──────── QUOTED TEXT ────────

Focused, Skillful, Challenging

The Essentials of Short Storytelling

Short Stories

The novel may be seen as the pinnacle of literary art, but the short story may be more true to the way we remember our lives—not in long, lumbering narratives, but in flashes, like summer lightning or a brief spring rain. Pointed, challenging, and demanding a high level of focus and skill, the short story has a long and noble history, with masters like Edgar Allen Poe, Ernest Hemingway, Flannery O’Connor, and Joyce Carol Oates included among its practitioners. The collections featured here are culturally diverse and run the gamut of human emotion; beautifully crafted, they are sure to entertain, provoke, and inspire.

Masks in the Tapestry

Book Cover
Jean Lorrain
Brian Stableford, translator
Snuggly Books
Softcover $9.99 (116pp)
978-1-943813-37-7
Buy: Local Bookstore (Bookshop), Amazon

Jean Lorrain is the pen name of Paul Alexandre Martin Duval (1855-1906), a French writer and journalist who, though he was one of the leading figures of the Decadent Movement, is remembered today mainly for his duel with Marcel Proust (both survived). His tales of queens, knights, princes, princesses, visions, and quests, ably translated by Brian Stableford, are almost trance-inducing in the beauty of their language, and their overall effect is that of gazing on stained-glass windows, each depicting a mythical adventure as they glow and dip into shadow with the changing light.

──────── LISTED RECORDS ────────

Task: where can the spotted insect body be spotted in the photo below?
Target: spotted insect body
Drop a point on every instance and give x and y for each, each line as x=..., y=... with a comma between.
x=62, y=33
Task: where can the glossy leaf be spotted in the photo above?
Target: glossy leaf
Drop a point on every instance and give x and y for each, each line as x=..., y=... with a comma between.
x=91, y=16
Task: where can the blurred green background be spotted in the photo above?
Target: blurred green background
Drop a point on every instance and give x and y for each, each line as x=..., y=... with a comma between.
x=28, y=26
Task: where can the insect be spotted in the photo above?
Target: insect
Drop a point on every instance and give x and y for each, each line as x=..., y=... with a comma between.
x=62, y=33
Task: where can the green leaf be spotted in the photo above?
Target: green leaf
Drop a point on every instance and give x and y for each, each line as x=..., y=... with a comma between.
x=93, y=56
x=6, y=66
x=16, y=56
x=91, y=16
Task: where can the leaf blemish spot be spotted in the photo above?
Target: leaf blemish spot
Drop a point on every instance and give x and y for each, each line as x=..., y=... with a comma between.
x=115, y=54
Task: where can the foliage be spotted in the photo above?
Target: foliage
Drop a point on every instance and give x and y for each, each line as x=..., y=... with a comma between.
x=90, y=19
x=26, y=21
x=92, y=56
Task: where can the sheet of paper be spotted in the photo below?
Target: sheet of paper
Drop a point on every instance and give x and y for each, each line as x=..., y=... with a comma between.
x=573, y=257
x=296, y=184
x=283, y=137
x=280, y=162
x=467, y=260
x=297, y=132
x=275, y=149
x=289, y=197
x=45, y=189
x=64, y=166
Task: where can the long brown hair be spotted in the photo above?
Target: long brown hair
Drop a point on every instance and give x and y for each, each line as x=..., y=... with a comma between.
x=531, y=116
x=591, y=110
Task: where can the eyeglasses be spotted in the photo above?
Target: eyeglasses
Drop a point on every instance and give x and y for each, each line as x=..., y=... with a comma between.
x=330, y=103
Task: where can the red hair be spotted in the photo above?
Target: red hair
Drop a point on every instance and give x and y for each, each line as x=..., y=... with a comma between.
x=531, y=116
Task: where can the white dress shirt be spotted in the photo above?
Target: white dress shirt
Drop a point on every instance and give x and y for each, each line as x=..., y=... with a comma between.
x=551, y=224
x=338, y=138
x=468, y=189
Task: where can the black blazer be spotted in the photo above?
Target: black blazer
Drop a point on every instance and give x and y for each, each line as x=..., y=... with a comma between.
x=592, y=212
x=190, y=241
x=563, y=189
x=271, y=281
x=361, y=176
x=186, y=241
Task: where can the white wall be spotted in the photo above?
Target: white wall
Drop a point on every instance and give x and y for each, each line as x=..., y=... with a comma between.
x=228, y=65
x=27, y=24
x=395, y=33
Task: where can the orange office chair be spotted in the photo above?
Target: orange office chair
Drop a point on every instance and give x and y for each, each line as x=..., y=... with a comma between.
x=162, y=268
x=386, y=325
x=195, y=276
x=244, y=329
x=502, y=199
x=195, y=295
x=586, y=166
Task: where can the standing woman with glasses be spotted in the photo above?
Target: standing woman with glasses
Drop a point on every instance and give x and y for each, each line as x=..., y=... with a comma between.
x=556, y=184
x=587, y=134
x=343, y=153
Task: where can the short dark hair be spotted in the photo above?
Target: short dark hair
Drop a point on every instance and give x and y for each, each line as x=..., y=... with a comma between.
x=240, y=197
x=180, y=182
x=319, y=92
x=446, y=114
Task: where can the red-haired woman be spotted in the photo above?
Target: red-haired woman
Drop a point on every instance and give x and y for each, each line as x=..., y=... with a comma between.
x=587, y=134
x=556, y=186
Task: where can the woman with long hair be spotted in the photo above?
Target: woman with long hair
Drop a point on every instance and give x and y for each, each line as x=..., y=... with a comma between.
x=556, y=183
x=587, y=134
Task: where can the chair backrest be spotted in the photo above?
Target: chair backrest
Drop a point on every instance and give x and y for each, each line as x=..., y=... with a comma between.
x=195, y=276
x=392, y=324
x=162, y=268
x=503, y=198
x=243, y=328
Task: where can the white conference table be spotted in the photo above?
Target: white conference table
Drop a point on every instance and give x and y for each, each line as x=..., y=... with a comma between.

────────

§ **GIVEN TASK 1**
Copy the stretch of the short story review from "Focused, Skillful, Challenging" through "provoke, and inspire.", keeping the wording unchanged.
§ **GIVEN TASK 2**
Proceed with the short story review, writing on from its final sentence.

§ **TASK RESPONSE 1**
Focused, Skillful, Challenging

The Essentials of Short Storytelling

Short Stories

The novel may be seen as the pinnacle of literary art, but the short story may be more true to the way we remember our lives—not in long, lumbering narratives, but in flashes, like summer lightning or a brief spring rain. Pointed, challenging, and demanding a high level of focus and skill, the short story has a long and noble history, with masters like Edgar Allen Poe, Ernest Hemingway, Flannery O’Connor, and Joyce Carol Oates included among its practitioners. The collections featured here are culturally diverse and run the gamut of human emotion; beautifully crafted, they are sure to entertain, provoke, and inspire.

§ **TASK RESPONSE 2**
A young prince, the fruit of his mother’s adultery, was harshly raised in a cloister according to her orders. He has been taught to hate love, women, and “everything that flourishes under heaven.” Having vowed to kill the unfaithful knight who fathered him, he sets off on a quest seeking vengeance but finds something very different. Other tales include that of a young woman whom jealous fays have transformed into a hideous serpent awaiting only the kiss of her rescuer, of journeys to mysterious forests where luminous female forms appear in the treetops, and of the promise of a sleep that will “close the wounds of memory,” an offer that is tempting but is refused in favor of the rigors of life.

Such tales of enchantment and intoxicating beauty are typically thought to be for children, but it would be a precocious child indeed who would appreciate Lorrain’s masterful use of language or comprehend the situations that drive the protagonists’ quests.

Best enjoyed in a quiet place, these are fairy tales for adults to savor.

KRISTINE MORRIS (June 29, 2017)

Some Bore Gifts

Book Cover
A. G. Harmon
World Galaxy Press
Softcover $12.95 (204pp)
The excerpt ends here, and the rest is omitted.